> **Data rows**:
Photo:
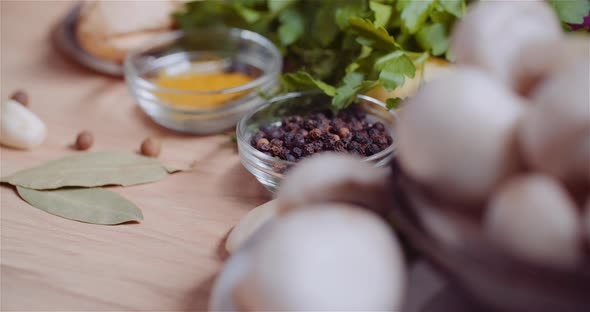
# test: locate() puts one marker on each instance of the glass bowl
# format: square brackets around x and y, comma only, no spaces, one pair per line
[269,170]
[202,52]
[457,247]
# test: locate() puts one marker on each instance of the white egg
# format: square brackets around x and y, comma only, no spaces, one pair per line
[332,257]
[493,33]
[539,61]
[555,133]
[534,218]
[20,128]
[332,177]
[457,135]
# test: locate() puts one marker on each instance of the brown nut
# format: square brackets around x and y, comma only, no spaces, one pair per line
[84,140]
[21,97]
[150,147]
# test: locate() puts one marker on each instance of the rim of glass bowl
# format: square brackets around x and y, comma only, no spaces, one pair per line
[274,68]
[241,127]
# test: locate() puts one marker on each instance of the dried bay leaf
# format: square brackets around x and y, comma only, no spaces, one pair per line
[91,205]
[90,170]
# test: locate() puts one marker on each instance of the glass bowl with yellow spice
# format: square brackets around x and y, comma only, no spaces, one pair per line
[204,81]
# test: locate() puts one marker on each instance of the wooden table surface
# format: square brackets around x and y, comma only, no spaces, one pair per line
[165,262]
[168,261]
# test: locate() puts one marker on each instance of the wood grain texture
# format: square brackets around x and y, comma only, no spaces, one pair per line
[164,263]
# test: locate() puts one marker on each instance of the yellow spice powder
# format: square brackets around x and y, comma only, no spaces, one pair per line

> **What to work on**:
Pull out the lines of the data word for word, starting at the line that contains "yellow spice powder" and running through the end of the data.

> **Complete answer**:
# test: locate() puts one marker on each instance of the yellow spice powder
# format: square brackets around x and y, comma only, no spaces, one pair per line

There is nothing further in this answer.